=== Begin Enclosure ===

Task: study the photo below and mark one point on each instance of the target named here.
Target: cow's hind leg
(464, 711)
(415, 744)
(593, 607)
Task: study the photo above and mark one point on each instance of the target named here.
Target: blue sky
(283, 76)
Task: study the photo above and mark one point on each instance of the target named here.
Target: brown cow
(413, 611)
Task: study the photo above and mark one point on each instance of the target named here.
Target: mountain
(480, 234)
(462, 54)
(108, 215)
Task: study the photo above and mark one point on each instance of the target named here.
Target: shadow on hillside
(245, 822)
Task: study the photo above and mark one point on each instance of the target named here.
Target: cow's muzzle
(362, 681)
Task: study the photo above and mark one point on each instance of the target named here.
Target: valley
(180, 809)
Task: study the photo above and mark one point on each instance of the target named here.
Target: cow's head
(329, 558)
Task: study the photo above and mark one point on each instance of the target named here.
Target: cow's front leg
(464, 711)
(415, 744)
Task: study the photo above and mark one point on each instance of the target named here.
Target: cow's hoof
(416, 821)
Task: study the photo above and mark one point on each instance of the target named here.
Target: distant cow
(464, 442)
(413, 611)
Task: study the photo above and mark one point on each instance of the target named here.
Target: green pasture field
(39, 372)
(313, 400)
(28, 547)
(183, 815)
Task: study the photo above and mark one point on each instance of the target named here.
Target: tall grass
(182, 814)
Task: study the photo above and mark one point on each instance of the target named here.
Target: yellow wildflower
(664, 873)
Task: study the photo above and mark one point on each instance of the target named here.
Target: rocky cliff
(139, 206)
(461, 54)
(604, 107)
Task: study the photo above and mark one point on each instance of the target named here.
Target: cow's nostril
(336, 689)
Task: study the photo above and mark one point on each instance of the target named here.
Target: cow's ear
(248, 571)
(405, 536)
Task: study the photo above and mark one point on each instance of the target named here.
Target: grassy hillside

=== End Enclosure ===

### What you have to do
Output the full listing exactly, please.

### Response to the exercise
Task: study the photo below and mark one point on each instance of the target named here.
Target: cow's hind leg
(464, 711)
(415, 744)
(593, 607)
Task: study the photo above and mark one point on each instance of the target named here.
Target: blue sky
(283, 76)
Task: study the photo above and mark one point on each instance of the target named here.
Target: brown cow
(413, 611)
Task: study the photo above and mark one point on each instance of the target named here.
Target: mountain
(480, 234)
(462, 54)
(108, 215)
Task: study the photo above and mark one point on each instance of the target named here.
Target: shadow on hillside
(245, 822)
Task: study the photo above and mark one point on each instance of the target named here.
Target: cow's muzzle
(362, 681)
Task: study the photo above and mark one point on each instance of the target named here.
Target: valley
(180, 809)
Task: study the photo above and mark one point on each instance of the target named here.
Target: cow's head
(329, 558)
Task: study the photo above and mark one point on each instance of the target named here.
Target: cow's front leg
(464, 711)
(415, 744)
Task: study the photo above and mark one point on each instance of the target named here.
Target: cow's hoof
(416, 821)
Task: study the photo above and mark one point on each instance of the target named here.
Target: distant cow
(464, 442)
(413, 611)
Task: study the photo above and mark one point on each instance of the target named here.
Target: green pasture field
(39, 372)
(313, 400)
(28, 547)
(183, 815)
Task: study the photo above and mark one point on each instance of the target named here.
Target: tall grass
(182, 814)
Task: study the photo above and mark one point on each instance of the target named here.
Target: yellow wildflower
(664, 873)
Task: study the photo above and mark one point on each instance of the target named here.
Target: rocky cliff
(139, 206)
(461, 54)
(604, 107)
Task: study the photo above and mark one point on each instance of the target named here.
Target: cow's nostril
(336, 689)
Task: study the photo above and mark one point on each instance of the target named here.
Target: cow's ear
(248, 571)
(405, 536)
Task: study the photo above and mark one point on each instance of the target named here.
Target: grassy hillside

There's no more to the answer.